> **Requirement 1**
Answer these questions from the bandgap voltage reference text, one per line, marking each answer with the same letter.
(a) Who filed a patent in 1963 for the bandgap reference circuit concept?
(b) What approximate temperature coefficient does the text give for the voltage across a diode operated at constant current?
(c) In what year did Malcovati design a circuit topology that can compensate high-order non-linearities?

= Bandgap voltage reference =

Reference voltage independent of temperature

A bandgap voltage reference is a voltage reference circuit widely used in integrated circuits. It produces an almost constant voltage corresponding to the particular semiconductor's theoretical band gap, with very little fluctuations from variations of power supply, electrical load, time, temperature (as of 1999, they typically have an initial error of 0.5–1.0% and a temperature coefficient of 25–50 ppm/°C).

David Hilbiber of Fairchild Semiconductor filed a patent in 1963 and published this circuit concept in 1964. Bob Widlar, Paul Brokaw and others followed up with other commercially-successful versions.

==Operation==

Circuit of a Brokaw bandgap reference

Characteristic and balance point of T1 and T2

The voltage difference between two p–n junctions (e.g. diodes), operated at different current densities, is used to generate a current that is proportional to absolute temperature (PTAT) in a resistor. This current is used to generate a voltage in a second resistor. This voltage in turn is added to the voltage of one of the junctions (or a third one, in some implementations). The voltage across a diode operated at constant current is complementary to absolute temperature (CTAT), with a temperature coefficient of approximately −2 mV/K. If the ratio between the first and second resistor is chosen properly, the first order effects of the temperature dependency of the diode and the PTAT current will cancel out.

Although silicon's (Si) band gap at 0 K is technically 1.165 eV, the circuit essentially linearly extrapolates the bandgap–temperature curve to determine a slightly higher but precise reference around 1.2–1.3 V (the specific value depends on the particular technology and circuit design); the remaining voltage change over the operating temperature of typical integrated circuits is on the order of a few millivolts. This temperature dependency has a typical parabolic residual behavior since the linear (first order) effects are chosen to cancel.

Because the output voltage is by definition fixed around 1.25 V for typical Si bandgap reference circuits, the minimum operating voltage is about 1.4 V, as in a CMOS circuit at least one drain-source voltage of a field-effect transistor (FET) has to be added. Therefore, recent work concentrates on finding alternative solutions, in which for example currents are summed instead of voltages, resulting in a lower theoretical limit for the operating voltage.

The first letter of the acronym, CTAT, is sometimes misconstrued to represent constant rather than complementary. The term, constant with temperature (CWT), exists to address this confusion, but is not in widespread use.

When summing a PTAT and a CTAT current, only the linear terms of current are compensated, while the higher-order terms are limiting the temperature drift (TD) of the bandgap reference at around 20 ppm/°C, over a temperature range of 100 °C. For this reason, in 2001, Malcovati designed a circuit topology that can compensate high-order non-linearities, thus achieving an improved TD. This design used an improved version of Banba's topology and an analysis of base-emitter temperature effects that was performed by Tsividis in 1980. In 2012, Andreou has further improved the high-order non-linear compensation by using a second operational amplifier along with an additional resistor leg at the point where the two currents are summed up. This method enhanced further the curvature correction and achieved superior TD performance over a wider temperature range. In addition it achieved improved line regulation and lower noise.

> **Requirement 2**
Rewrite all of the records below, swapping "white paneled wall" for "gray brick wall" wherever it occurs and changing nothing else. Leave the pictures out of your answer.

> **Records for the exercise**
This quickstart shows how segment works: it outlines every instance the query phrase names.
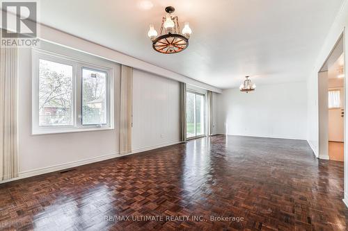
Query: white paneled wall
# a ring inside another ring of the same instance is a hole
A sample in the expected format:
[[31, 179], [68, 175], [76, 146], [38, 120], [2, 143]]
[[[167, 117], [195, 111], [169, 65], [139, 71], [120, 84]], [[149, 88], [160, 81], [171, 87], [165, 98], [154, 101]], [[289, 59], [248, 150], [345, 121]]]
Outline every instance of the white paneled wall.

> **Solution 1**
(a) David Hilbiber of Fairchild Semiconductor
(b) Approximately −2 mV/K
(c) 2001

> **Solution 2**
This quickstart shows how segment works: it outlines every instance the query phrase names.
Query: gray brick wall
# a ring inside another ring of the same instance is a hole
A sample in the expected format:
[[31, 179], [68, 175], [76, 146], [38, 120], [2, 143]]
[[[167, 117], [195, 111], [169, 65], [139, 71], [120, 84]], [[149, 88], [160, 81], [171, 87], [165, 98], [154, 101]], [[289, 59], [248, 150], [345, 121]]]
Outline every instance of the gray brick wall.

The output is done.